• _Exercise description_
Could you write out all the records once more, exactly?

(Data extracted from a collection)
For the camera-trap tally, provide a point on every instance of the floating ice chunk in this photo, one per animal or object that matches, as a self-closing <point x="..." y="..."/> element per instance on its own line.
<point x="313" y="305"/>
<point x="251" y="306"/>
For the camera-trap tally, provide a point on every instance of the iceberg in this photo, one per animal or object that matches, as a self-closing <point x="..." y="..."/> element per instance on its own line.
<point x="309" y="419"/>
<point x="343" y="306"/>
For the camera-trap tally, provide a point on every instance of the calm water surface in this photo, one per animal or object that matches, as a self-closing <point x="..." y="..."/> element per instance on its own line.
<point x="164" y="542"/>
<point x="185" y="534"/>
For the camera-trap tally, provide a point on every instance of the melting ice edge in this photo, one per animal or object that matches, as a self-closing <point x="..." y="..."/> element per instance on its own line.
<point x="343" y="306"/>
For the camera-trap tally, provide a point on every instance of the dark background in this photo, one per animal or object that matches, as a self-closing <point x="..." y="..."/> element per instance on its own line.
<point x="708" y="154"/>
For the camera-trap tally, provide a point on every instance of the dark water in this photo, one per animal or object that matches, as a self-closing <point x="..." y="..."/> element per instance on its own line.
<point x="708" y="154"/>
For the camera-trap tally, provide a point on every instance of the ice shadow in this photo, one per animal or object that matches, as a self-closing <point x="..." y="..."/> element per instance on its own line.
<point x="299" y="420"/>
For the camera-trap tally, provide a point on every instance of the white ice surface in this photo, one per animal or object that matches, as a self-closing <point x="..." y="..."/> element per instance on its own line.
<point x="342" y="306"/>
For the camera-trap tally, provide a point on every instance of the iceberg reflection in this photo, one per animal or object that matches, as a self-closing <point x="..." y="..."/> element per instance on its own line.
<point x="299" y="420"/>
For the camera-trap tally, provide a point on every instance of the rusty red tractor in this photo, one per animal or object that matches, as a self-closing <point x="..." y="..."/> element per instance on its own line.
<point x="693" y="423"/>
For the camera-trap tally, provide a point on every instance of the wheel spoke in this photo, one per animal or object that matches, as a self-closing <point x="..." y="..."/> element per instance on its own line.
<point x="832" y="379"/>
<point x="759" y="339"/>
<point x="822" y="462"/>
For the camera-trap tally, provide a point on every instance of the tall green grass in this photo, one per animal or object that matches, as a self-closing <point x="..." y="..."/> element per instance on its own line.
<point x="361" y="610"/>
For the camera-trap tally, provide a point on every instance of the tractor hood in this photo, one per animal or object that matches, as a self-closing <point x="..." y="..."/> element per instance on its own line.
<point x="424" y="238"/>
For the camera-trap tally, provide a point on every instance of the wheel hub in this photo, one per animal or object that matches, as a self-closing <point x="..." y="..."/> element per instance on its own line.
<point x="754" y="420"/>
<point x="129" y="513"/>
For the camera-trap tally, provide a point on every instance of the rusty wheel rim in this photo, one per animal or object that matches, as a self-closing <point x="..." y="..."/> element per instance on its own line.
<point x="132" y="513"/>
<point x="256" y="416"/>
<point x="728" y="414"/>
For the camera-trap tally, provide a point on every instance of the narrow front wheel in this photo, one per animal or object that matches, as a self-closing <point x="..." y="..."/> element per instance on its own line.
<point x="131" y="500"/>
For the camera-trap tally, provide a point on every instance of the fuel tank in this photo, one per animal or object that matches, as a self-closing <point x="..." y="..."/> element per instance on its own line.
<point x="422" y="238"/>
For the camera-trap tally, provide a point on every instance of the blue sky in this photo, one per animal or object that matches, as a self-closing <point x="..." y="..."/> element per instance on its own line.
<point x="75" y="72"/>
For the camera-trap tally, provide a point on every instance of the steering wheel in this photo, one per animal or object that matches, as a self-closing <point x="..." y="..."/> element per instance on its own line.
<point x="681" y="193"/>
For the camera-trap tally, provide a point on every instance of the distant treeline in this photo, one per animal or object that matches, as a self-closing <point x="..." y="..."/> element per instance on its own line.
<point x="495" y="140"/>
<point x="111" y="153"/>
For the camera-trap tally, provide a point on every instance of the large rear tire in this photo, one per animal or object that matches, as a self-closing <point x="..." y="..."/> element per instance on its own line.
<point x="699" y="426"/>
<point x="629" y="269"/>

• _Completed task_
For the camera-trap tally, provide a point on every instance of the floating ice chunk in this photo, one per animal or object that matches, as a self-closing <point x="..." y="..."/> element per instance on its own line.
<point x="313" y="305"/>
<point x="251" y="306"/>
For the camera-trap tally, provide a point on every instance of the iceberg in this photo, one per animal or object that matches, as a self-closing <point x="..." y="..."/> element per instance on its own line.
<point x="309" y="419"/>
<point x="343" y="306"/>
For the camera-trap tally, provide a point on every instance of the calm water surface in this photo, one per animal or object that matches, as a self-closing <point x="..." y="..."/> element per instance on its own line.
<point x="164" y="542"/>
<point x="185" y="534"/>
For the camera-trap tally, provide a point on every instance of the melting ice edge in this photo, one per animal or object that matches, as a self-closing <point x="..." y="..."/> element per instance on its own line.
<point x="343" y="306"/>
For the camera-trap tally, provide a point on every instance of the dark background in this photo, one per animal or object that matches, as a self-closing <point x="..." y="..."/> element per instance on its own line.
<point x="708" y="154"/>
For the camera-trap tally, provide a point on every instance of the dark water in this photo, one per animal or object that matches, as a self-closing <point x="..." y="..."/> element per instance on its own line.
<point x="708" y="154"/>
For the camera-trap tally, provide a point on every instance of the ice shadow in this photo, one per animal or object that matches, as a self-closing <point x="..." y="..."/> element per instance on its own line.
<point x="299" y="420"/>
For the camera-trap tally, provide a point on every instance of the white ice surface in this photo, one per animal or object that matches, as a self-closing <point x="..." y="..."/> element per instance on its own line.
<point x="342" y="306"/>
For the camera-trap tally, provide a point on every instance of the iceberg reflection in this photo, one per animal or object that matches, as a self-closing <point x="..." y="..."/> element per instance on its own line.
<point x="299" y="420"/>
For the camera-trap tally, provide a point on every instance of the rusty red tractor in this photo, one per animal or object that matches, as a self-closing <point x="..." y="..."/> element per instance on its own line.
<point x="693" y="423"/>
For the camera-trap tally, provide a point on every instance of the wheel spoke in this photo, one per animal or object that matches, as a self-closing <point x="..." y="..."/> element per instance on its own line.
<point x="832" y="379"/>
<point x="759" y="339"/>
<point x="822" y="462"/>
For the camera-trap tally, provide a point on every instance of the tall green grass in this photo, one per animal or object that matches, as a self-closing <point x="..." y="..."/> element per instance on its own line.
<point x="361" y="610"/>
For the camera-trap tally, provide a point on every instance of the tractor hood in this photo, one per animal or object that matches, as a self-closing <point x="..." y="..."/> element per instance on its own line.
<point x="424" y="238"/>
For the camera-trap tally, provide a point on every instance of the wheel hub in this photo, one per animal or object that matches, as a self-closing <point x="..." y="..."/> element per instance on its own line.
<point x="754" y="420"/>
<point x="129" y="513"/>
For the camera-trap tally, provide a point on every instance of the rusty wheel rim in this photo, one per animal or object that matches, as a self-closing <point x="..." y="..."/> element per instance on its own line.
<point x="132" y="513"/>
<point x="256" y="416"/>
<point x="728" y="414"/>
For the camera-trap tally, provide a point on every instance of the narrow front wheel in this photo, one per animal or object that matches, as a self-closing <point x="..." y="..."/> element per instance on its own line.
<point x="131" y="500"/>
For the camera-trap tally, provide a point on every instance of the fuel tank in this photo, one per animal or object that matches, as a self-closing <point x="..." y="..."/> element per instance on its own line.
<point x="422" y="238"/>
For the camera-trap tally, provide a point on every instance of the blue sky in this photo, one per animal or object that matches, as a self-closing <point x="..." y="..."/> element per instance on its own line.
<point x="75" y="72"/>
For the camera-trap tally, provide a point on every instance of the steering wheel in this photo, one per animal or object that matches, as a self-closing <point x="..." y="..."/> element per instance on its own line.
<point x="681" y="193"/>
For the camera-trap tally, provide a point on every instance of the distant treeline in this photo, one per animal or object that matches, as a self-closing <point x="..." y="..."/> element per instance on its own line.
<point x="495" y="140"/>
<point x="111" y="153"/>
For the camera-trap tally, provide a point on every instance of the large rear tire in this photo, one per animal or object that matches, as a self-closing <point x="..." y="..."/> element per instance on its own line.
<point x="699" y="426"/>
<point x="629" y="269"/>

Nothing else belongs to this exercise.